● **PROBLEM STATEMENT**
Repeat the records below exactly.

● **PROVIDED DATA**
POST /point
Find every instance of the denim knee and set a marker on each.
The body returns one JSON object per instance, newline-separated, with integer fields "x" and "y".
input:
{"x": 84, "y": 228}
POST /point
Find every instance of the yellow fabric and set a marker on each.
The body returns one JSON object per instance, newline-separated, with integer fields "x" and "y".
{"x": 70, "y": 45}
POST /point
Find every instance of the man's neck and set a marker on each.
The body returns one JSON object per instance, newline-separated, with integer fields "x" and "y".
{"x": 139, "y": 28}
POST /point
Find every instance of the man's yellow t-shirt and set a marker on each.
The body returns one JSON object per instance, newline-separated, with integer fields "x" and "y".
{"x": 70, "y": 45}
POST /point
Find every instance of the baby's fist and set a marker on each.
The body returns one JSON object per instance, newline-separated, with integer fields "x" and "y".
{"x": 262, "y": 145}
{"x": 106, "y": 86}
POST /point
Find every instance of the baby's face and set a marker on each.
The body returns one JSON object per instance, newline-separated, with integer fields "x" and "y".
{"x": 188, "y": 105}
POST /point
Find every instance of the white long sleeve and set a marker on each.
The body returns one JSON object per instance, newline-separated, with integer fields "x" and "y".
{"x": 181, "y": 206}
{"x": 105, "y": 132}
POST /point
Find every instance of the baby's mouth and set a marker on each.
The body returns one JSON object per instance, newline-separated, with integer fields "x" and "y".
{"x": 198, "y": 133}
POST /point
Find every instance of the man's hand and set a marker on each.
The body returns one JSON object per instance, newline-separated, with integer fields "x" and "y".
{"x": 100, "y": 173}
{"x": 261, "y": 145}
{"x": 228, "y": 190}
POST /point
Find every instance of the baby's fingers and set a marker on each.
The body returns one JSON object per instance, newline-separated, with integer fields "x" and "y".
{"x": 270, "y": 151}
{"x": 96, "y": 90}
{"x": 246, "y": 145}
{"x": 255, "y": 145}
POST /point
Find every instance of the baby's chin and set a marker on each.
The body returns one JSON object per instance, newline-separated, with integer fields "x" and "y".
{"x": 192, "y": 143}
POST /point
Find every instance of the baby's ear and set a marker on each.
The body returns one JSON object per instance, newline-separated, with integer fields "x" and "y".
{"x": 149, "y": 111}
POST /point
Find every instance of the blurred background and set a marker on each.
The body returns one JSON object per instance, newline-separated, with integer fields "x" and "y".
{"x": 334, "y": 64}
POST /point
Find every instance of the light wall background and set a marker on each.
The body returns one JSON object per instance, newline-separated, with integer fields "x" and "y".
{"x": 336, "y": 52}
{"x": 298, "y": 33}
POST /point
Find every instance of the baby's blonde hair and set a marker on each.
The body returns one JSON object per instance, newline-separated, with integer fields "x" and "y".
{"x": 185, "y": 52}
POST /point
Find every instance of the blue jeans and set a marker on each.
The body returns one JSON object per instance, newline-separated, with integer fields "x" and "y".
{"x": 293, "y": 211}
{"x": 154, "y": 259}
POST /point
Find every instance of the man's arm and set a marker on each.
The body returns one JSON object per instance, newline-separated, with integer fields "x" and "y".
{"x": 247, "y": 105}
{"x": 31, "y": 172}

● **IN RESPONSE**
POST /point
Find every instance of the denim knee and set a marker on each.
The body returns one JSON object per instance, newline-separated, with integer fields "x" and "y".
input:
{"x": 84, "y": 228}
POST /point
Find every instance of the yellow fabric and set a marker on each.
The body returns one JSON object per instance, newline-separated, with integer fields "x" and "y".
{"x": 70, "y": 45}
POST /point
Find every instance of the man's neck and set a marker on each.
The body returns one JSON object per instance, newline-separated, with integer fields "x" and "y".
{"x": 139, "y": 28}
POST /point
Find every instance of the man's yellow t-shirt and set a marker on each.
The body returns one JSON object per instance, newline-separated, with integer fields "x" and "y".
{"x": 70, "y": 45}
POST /point
Find every instance of the baby's fist and set a marker on each.
The body returns one JSON object per instance, newline-separated, with integer fields "x" and "y".
{"x": 262, "y": 145}
{"x": 106, "y": 86}
POST /point
Find every instance of the baby's face and set a marker on each.
The body returns one JSON object per instance, newline-separated, with integer fields "x" and "y".
{"x": 188, "y": 105}
POST /point
Find every instance of the white long sleeve and set a marker on each.
The body returns one JSON object per instance, newline-separated, with integer fields "x" and "y".
{"x": 181, "y": 206}
{"x": 105, "y": 132}
POST /point
Find every instance of the baby's mouth and set a marker on each.
The body returns one JSON object per instance, newline-separated, with integer fields "x" and "y".
{"x": 198, "y": 133}
POST /point
Find every instance of the man's hand and set a marker on each.
The body returns one JSON object per instance, newline-separated, with integer fields "x" and "y".
{"x": 100, "y": 173}
{"x": 261, "y": 145}
{"x": 228, "y": 190}
POST /point
Find every instance of the baby's fingers and set a marker on each.
The body returns one JSON object per instance, newline-separated, with integer fields "x" and "y".
{"x": 270, "y": 151}
{"x": 96, "y": 90}
{"x": 246, "y": 145}
{"x": 255, "y": 145}
POST /point
Find every instance of the baby's chin and set a marker on each.
The body returns one JSON object per instance, newline-separated, with integer fields "x" and "y".
{"x": 192, "y": 143}
POST /point
Find every instance of the baby's ear and set a marker on each.
The body returns one JSON object per instance, newline-separated, with integer fields "x" and "y".
{"x": 149, "y": 111}
POST /point
Find every instance of the blurred background and set a marker on each.
The body returns one JSON object per instance, newline-separated, with integer fields "x" and "y".
{"x": 334, "y": 64}
POST /point
Find every instance of the light wall background and set a marker on each.
The body returns one JSON object per instance, newline-separated, with integer fields "x" and "y".
{"x": 336, "y": 52}
{"x": 298, "y": 33}
POST /point
Find every instance of the baby's blonde hair and set a marker on each.
The body returns one JSON object per instance, newline-separated, with integer fields "x" and "y".
{"x": 185, "y": 52}
POST /point
Find every instance of the blue jeans and set a marker on each.
The body returns one JSON object per instance, newline-separated, with integer fields "x" and "y".
{"x": 293, "y": 211}
{"x": 154, "y": 259}
POST /point
Find every instance of the man's arm and set a marker on each.
The body returns one JSON object per instance, newline-separated, with integer fields "x" and "y".
{"x": 247, "y": 105}
{"x": 31, "y": 172}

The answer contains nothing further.